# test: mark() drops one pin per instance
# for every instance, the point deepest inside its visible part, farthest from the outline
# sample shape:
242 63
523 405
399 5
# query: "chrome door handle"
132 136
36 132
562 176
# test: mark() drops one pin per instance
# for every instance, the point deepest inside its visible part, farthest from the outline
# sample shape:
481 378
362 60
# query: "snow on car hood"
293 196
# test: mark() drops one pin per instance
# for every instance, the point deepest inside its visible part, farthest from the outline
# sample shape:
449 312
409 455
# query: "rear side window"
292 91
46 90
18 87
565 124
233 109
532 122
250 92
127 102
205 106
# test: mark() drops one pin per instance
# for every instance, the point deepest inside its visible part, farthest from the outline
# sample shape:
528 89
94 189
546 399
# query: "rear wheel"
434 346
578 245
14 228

--- Exercise objective ---
The material above is to be reproduced exactly as written.

--- Exercise output ---
# test: mark() drops one pin per instance
# for every instance, the point deepest inside its visible part, farthest from the outline
# sample shape:
242 63
523 405
399 5
# query: "chrome door handle"
132 136
36 132
562 176
# test: mark() drops one pin per instance
# for every instance, the point deepest inside its visible part, farthest from the outline
# sample shape:
481 378
362 60
# query: "snow on car hood"
293 196
# test: mark() drops one pin per instance
# for every instance, the point deepest inside its visible part, farthest from the outline
# sample shape:
449 312
409 455
# query: "rear side window"
292 91
46 90
18 87
565 124
233 109
532 122
250 92
127 102
205 106
# test: mark() drops one pin per instance
# for every instance, the point deepest inside its visible part, farthest from the outline
# sample shape:
528 89
94 189
546 399
# query: "rear wheel"
434 346
578 245
14 228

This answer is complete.